**INSTRUCTIONS FOR THE TASK:** Copy out, exactly as written, only the line containing "Target: green hedge" and the lines after it through the end of the records.

Source records:
··········
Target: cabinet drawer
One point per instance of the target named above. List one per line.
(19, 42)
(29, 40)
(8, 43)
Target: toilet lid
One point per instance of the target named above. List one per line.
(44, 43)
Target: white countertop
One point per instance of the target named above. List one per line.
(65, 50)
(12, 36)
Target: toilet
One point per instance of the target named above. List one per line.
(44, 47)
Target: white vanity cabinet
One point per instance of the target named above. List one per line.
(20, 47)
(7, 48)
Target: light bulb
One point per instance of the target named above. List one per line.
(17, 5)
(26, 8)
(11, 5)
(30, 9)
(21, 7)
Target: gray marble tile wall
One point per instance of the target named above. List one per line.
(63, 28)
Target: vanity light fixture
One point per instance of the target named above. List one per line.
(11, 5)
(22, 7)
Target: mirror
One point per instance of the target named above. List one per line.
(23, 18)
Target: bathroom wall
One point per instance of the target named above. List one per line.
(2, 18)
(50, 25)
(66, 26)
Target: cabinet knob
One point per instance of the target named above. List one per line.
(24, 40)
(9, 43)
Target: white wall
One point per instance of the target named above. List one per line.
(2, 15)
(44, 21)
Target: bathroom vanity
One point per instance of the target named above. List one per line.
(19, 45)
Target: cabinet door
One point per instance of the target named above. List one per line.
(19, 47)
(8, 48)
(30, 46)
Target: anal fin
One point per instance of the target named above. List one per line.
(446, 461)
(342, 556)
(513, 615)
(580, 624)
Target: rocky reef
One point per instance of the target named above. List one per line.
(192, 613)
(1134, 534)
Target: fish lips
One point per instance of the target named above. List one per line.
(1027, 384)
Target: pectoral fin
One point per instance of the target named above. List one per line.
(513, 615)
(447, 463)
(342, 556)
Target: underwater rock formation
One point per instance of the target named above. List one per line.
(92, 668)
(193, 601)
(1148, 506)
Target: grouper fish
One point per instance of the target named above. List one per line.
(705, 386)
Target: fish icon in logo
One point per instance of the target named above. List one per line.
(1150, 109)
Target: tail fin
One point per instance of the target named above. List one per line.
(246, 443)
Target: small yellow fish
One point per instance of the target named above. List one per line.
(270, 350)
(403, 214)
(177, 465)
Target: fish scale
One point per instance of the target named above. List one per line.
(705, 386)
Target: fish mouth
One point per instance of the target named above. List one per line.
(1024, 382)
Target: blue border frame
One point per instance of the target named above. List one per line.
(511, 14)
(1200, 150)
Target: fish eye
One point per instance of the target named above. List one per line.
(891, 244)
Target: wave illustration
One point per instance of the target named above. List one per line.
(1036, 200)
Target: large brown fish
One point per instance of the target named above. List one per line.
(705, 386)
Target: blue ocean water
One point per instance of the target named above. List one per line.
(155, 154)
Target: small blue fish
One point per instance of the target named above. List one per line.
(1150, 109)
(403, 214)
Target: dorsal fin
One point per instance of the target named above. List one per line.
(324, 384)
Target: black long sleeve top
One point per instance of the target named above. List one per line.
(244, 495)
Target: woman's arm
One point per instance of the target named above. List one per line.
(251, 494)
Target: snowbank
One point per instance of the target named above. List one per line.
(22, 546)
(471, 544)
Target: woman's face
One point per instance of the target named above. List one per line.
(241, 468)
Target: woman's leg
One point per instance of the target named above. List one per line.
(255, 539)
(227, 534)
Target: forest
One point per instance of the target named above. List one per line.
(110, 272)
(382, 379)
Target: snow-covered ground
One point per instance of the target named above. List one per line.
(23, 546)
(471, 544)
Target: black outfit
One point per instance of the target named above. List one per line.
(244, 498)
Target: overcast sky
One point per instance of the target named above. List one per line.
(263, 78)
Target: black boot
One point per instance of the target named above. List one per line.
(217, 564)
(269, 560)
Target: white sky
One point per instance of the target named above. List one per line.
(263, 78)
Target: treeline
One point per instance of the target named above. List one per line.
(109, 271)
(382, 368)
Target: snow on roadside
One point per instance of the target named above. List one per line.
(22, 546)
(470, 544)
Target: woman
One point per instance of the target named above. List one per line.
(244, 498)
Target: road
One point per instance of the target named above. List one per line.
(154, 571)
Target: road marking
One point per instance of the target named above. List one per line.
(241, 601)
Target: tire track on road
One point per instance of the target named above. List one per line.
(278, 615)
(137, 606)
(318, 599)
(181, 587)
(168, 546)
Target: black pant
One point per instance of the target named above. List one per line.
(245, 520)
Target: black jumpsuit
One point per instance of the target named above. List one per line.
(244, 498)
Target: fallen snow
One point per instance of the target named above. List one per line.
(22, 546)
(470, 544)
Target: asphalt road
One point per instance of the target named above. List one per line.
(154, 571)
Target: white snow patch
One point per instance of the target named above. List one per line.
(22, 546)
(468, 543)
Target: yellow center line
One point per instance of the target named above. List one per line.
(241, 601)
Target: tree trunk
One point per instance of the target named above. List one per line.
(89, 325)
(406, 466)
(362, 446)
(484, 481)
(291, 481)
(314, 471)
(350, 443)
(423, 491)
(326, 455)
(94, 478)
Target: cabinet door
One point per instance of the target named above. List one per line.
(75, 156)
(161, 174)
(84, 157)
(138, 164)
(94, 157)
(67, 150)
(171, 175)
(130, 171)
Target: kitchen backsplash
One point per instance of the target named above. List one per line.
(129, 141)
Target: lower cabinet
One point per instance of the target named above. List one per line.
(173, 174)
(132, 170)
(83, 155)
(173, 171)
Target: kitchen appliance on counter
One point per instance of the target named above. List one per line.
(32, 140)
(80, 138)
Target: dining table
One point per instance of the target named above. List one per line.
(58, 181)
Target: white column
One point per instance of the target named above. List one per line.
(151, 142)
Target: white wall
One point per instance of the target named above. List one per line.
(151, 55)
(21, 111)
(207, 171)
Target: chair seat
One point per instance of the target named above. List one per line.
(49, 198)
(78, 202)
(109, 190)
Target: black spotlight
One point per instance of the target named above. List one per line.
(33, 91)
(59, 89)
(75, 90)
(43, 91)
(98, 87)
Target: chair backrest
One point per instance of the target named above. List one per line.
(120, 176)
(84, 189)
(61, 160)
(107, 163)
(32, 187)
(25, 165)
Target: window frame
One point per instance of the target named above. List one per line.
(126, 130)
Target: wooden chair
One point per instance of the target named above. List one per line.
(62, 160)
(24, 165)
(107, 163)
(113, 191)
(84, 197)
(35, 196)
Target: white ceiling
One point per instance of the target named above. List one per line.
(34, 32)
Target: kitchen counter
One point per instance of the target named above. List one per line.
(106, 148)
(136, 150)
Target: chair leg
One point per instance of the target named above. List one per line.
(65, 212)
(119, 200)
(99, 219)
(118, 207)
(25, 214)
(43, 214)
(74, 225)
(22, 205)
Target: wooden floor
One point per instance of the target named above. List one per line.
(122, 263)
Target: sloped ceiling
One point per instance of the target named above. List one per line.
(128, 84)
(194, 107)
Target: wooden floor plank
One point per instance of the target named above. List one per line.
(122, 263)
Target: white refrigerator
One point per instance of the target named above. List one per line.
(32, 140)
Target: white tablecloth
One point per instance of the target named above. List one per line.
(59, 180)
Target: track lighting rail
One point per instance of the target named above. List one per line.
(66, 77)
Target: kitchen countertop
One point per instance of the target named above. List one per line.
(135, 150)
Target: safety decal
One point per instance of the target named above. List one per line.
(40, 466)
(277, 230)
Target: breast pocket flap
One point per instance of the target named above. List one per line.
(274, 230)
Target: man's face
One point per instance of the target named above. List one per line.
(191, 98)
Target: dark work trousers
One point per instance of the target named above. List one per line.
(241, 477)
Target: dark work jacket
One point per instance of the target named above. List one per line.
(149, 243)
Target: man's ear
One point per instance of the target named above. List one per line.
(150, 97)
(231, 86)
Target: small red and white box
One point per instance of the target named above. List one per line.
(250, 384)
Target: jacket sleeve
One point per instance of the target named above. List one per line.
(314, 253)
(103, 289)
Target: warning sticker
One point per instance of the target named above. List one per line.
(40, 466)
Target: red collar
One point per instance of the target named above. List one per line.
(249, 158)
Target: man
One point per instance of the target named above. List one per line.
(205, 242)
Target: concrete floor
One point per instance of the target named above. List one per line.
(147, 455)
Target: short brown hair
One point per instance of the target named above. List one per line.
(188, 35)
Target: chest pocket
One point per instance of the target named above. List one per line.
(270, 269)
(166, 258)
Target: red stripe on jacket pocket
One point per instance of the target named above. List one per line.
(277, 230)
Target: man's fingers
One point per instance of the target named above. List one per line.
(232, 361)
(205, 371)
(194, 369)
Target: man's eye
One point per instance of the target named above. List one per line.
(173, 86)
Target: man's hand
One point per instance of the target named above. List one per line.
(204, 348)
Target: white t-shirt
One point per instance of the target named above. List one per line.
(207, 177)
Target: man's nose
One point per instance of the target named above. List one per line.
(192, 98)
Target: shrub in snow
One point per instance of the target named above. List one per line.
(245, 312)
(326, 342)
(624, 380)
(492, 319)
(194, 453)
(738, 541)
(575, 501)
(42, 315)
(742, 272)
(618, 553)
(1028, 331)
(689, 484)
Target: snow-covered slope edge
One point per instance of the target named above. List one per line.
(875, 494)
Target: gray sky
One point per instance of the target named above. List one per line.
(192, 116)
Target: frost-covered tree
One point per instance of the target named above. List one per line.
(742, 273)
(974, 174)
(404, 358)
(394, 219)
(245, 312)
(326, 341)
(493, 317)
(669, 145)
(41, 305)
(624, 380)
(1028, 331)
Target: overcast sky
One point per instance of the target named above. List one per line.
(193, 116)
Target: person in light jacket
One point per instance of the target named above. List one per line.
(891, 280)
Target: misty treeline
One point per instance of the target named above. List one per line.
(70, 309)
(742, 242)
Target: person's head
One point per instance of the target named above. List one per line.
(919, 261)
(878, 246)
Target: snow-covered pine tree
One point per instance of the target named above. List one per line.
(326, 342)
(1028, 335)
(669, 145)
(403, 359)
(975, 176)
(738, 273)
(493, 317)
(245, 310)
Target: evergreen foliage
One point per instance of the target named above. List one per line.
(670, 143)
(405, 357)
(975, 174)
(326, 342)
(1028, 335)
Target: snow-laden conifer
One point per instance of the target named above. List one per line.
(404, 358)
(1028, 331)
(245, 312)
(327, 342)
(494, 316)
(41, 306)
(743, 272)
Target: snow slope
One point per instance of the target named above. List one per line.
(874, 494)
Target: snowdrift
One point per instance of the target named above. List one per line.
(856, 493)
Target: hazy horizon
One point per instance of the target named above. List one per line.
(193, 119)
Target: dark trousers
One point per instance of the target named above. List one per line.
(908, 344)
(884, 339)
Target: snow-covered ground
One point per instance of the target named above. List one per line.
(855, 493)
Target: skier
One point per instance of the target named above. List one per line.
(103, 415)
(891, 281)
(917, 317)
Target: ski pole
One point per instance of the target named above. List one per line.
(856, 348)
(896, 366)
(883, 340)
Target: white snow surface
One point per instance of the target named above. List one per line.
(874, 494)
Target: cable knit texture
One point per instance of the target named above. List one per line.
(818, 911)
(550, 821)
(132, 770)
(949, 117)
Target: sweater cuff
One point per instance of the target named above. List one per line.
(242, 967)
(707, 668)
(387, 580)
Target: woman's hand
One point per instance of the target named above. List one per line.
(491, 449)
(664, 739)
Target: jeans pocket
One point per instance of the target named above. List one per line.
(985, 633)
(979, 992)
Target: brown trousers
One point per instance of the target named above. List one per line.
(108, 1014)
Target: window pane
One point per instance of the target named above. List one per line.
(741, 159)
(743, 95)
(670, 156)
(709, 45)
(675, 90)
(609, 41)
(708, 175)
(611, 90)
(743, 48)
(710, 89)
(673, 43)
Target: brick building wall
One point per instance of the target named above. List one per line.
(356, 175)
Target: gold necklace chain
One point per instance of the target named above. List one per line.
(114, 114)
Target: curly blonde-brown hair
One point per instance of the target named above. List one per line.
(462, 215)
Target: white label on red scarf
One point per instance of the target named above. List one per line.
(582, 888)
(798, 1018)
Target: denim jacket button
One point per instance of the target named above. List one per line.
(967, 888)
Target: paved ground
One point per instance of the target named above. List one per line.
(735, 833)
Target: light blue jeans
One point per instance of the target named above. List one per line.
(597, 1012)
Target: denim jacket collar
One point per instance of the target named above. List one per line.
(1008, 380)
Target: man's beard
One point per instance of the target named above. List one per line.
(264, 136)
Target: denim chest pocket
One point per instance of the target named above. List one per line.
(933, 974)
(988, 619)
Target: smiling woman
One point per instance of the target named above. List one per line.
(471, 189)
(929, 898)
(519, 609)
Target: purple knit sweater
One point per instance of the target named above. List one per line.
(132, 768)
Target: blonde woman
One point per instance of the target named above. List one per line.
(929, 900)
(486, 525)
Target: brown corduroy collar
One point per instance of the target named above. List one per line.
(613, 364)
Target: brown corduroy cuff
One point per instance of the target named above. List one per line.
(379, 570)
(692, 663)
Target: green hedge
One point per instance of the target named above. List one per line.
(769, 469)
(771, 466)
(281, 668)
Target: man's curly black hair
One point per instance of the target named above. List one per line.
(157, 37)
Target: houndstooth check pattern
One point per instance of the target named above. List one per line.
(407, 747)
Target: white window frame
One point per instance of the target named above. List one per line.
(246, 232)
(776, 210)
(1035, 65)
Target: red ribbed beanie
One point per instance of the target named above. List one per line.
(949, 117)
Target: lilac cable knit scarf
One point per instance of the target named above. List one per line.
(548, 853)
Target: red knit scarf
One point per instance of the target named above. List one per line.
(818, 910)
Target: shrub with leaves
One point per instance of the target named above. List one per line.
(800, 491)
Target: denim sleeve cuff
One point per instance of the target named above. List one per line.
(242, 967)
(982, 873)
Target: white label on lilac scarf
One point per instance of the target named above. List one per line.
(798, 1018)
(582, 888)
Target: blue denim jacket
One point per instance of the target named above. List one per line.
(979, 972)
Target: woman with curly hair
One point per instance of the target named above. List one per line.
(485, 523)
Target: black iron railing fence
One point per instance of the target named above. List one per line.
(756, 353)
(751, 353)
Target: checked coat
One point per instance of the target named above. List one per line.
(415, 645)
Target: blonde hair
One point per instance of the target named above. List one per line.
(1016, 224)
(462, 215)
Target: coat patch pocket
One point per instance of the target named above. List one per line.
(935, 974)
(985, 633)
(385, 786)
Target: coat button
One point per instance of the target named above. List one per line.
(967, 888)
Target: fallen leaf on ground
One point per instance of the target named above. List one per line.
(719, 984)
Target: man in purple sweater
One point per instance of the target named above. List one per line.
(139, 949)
··········
**EXPECTED OUTPUT:**
Target: green hedge
One point per instance of the target named above. List one per line.
(769, 469)
(771, 466)
(281, 668)
Target: man's curly black hair
One point per instance of the target named above. List one per line.
(157, 37)
Target: houndstooth check pattern
One point per instance of the target named above. List one per line.
(407, 747)
Target: white window frame
One point per instance of the target named above. List one per line.
(246, 232)
(776, 210)
(1035, 65)
Target: red ribbed beanie
One point per instance of the target named above. List one per line.
(949, 117)
Target: lilac cable knit scarf
One point per instance of the target named above. List one per line.
(548, 853)
Target: red knit scarf
One point per instance of the target named above. List one per line.
(818, 910)
Target: shrub with leaves
One point per instance of the target named above. List one per line.
(800, 491)
Target: denim sleeve cuff
One point per instance of the target named above. List one per line.
(242, 967)
(982, 873)
Target: white label on lilac scarf
One point per instance of the target named above. List one per line.
(798, 1018)
(582, 888)
Target: blue denim jacket
One point per instance of the target named above. List one per line.
(979, 972)
Target: woman with curly hair
One point per instance of the target named above. List one per line.
(485, 523)
Target: black iron railing fence
One point per instance of the target named above. List one per line.
(756, 353)
(751, 353)
Target: checked coat
One point per instance of the target named above. List one per line.
(415, 645)
Target: blonde hair
One point per instance of the target named above. List one per line.
(1016, 224)
(462, 215)
Target: coat patch pocket
One point per instance of the target named above. List one per line.
(935, 974)
(985, 633)
(385, 786)
Target: coat button
One point per instance of the target named above. List one per line.
(967, 888)
Target: fallen leaf on ground
One point per instance of the target named above. List one per line.
(719, 984)
Target: man in purple sweater
One point per instance of the target named above. List one per line.
(139, 949)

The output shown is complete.